-- start Dataset rows --

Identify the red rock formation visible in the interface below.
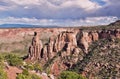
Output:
[29,32,42,60]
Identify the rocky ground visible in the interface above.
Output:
[0,21,120,79]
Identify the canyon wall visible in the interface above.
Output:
[27,29,120,75]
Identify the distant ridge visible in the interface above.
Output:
[108,20,120,26]
[0,24,58,28]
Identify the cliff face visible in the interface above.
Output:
[27,29,120,75]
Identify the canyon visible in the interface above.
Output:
[0,21,120,79]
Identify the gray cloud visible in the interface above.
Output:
[0,0,120,24]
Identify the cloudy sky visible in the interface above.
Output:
[0,0,120,26]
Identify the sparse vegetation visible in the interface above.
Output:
[16,69,41,79]
[0,65,8,79]
[58,71,86,79]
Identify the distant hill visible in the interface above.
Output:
[0,24,58,28]
[109,20,120,26]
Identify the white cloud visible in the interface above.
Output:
[0,16,118,26]
[2,0,101,10]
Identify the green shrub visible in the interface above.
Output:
[31,74,42,79]
[0,67,8,79]
[58,71,86,79]
[5,54,23,66]
[16,69,41,79]
[16,74,32,79]
[22,69,29,75]
[24,64,34,70]
[34,63,43,72]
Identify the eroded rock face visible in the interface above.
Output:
[29,29,120,75]
[29,32,43,60]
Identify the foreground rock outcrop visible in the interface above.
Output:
[28,29,120,75]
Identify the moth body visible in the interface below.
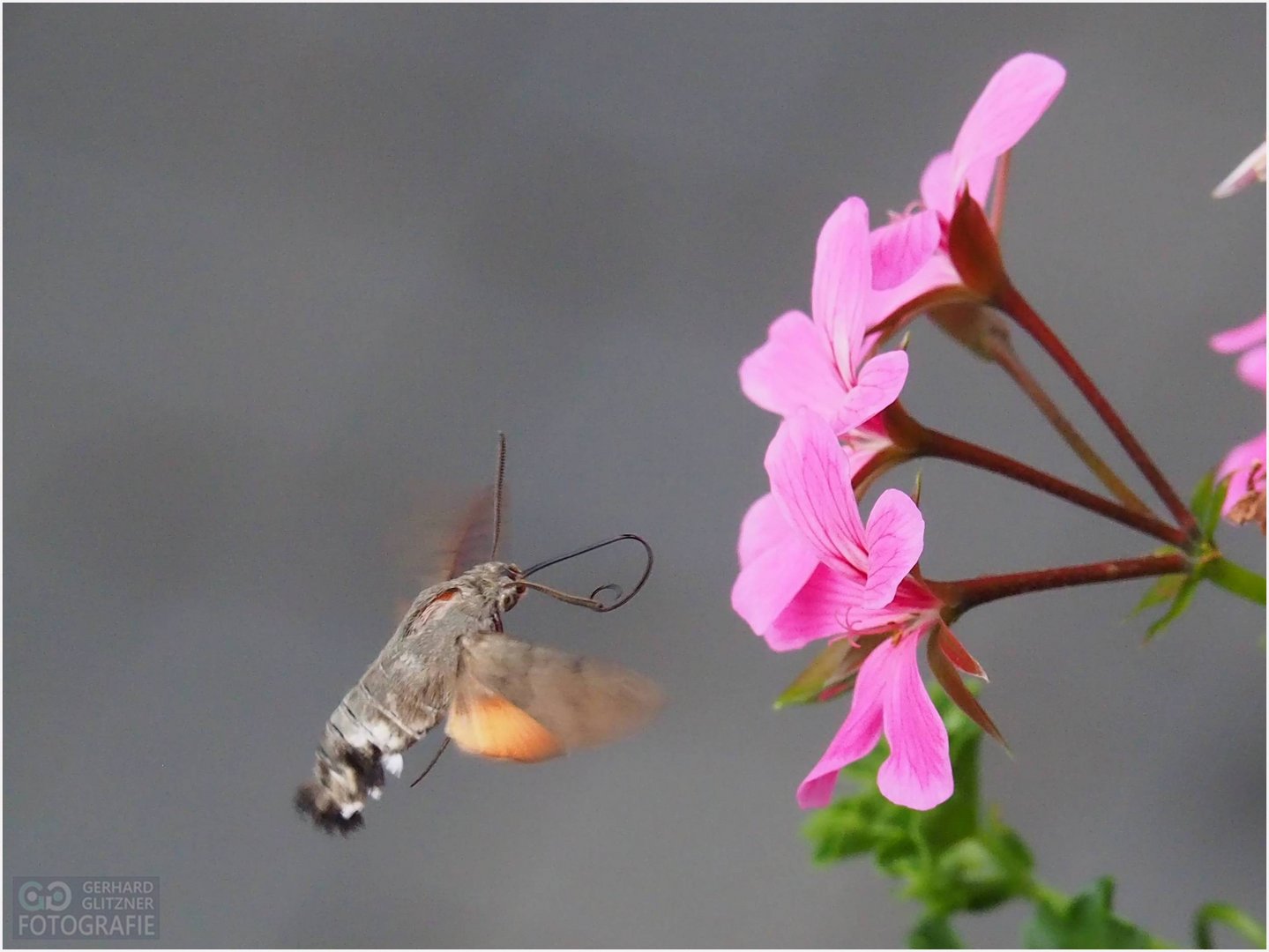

-- end Dataset rows --

Print every one of the entries above word for word, leaving out the pictures.

▶ [The output]
Identify the red rock formation visible in the interface below.
Output:
[29,32,42,60]
Identify the rocky ground visible in the interface above.
Output:
[0,21,120,79]
Identify the canyon wall visible in the interface above.
Output:
[27,29,120,75]
Identify the distant ridge visible in the interface above.
Output:
[108,20,120,26]
[0,24,58,28]
Identify the cliff face visible in the interface above.
Output:
[27,29,120,75]
Identify the canyon visible in the interface above.
Output:
[0,21,120,79]
Identify the gray cloud visible in the interface above.
Output:
[0,0,120,24]
Identify the cloudy sky visible in the interface above.
Output:
[0,0,120,26]
Identify the sparse vegetation visible in the interface above.
Output:
[16,69,41,79]
[0,65,8,79]
[58,71,86,79]
Identify the distant hill visible in the interface above.
Output:
[0,24,58,28]
[109,20,120,26]
Identify the white cloud visible in the interface above.
Output:
[0,16,118,26]
[2,0,101,10]
Identify the green shrub visible in the interface above.
Output:
[31,74,42,79]
[0,67,8,79]
[58,71,86,79]
[5,54,23,66]
[16,69,41,79]
[16,74,32,79]
[22,69,29,75]
[24,64,34,70]
[34,63,43,72]
Identify the eroded rock face visible in the interface above.
Output:
[29,29,120,75]
[29,32,43,60]
Identify the foreground rock outcrop visible in the interface above.
Output:
[28,29,120,75]
Identify the moth body visible in the interface below.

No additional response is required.